__Brief a__.
Put the entries from the line containing "Study the picture above. For each instance of the open" down to the end of the entries into a Markdown table with the columns Row and Line, numbering each row and leaving out blank lines.

__Source document__.
▬▬▬▬▬▬

The US/Iran conflict is far from over, yet it has managed to create economic distress. As global supply lines and oil stocks get depleted, in 6 months the global economy could be a lot worse than we imagine it to be. Even as oil headlines would have cooled, shipping through the Strait of Hormuz would be partially restored and central banks would be discussing recovery rather than conflict.
The aftermath of the conflict can look different depending on how the conflict will evolve and whether new escalations will occur. Damages inflicted by the shock operate on delays, with some channels requiring months to years. The global economic situation at the end of the year will be shaped by past disruptions that are still affecting the system.

▬▬▬▬▬▬

__Collected data entries__.
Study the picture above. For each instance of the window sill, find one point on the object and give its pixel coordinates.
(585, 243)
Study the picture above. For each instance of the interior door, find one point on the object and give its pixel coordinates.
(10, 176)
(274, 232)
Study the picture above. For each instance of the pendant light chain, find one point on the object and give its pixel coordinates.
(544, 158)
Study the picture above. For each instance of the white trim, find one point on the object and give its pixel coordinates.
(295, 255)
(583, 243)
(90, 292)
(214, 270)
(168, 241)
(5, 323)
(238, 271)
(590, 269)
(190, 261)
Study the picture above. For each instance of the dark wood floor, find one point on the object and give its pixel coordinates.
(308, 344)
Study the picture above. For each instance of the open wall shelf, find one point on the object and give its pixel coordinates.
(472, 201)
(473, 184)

▬▬▬▬▬▬

__Brief b__.
List every country or geographic place named in the passage on the economic fallout of the US/Iran conflict.

__Task answer a__.
| Row | Line |
|---|---|
| 1 | Study the picture above. For each instance of the open wall shelf, find one point on the object and give its pixel coordinates. |
| 2 | (472, 201) |
| 3 | (473, 184) |

__Task answer b__.
- US
- Iran
- Strait of Hormuz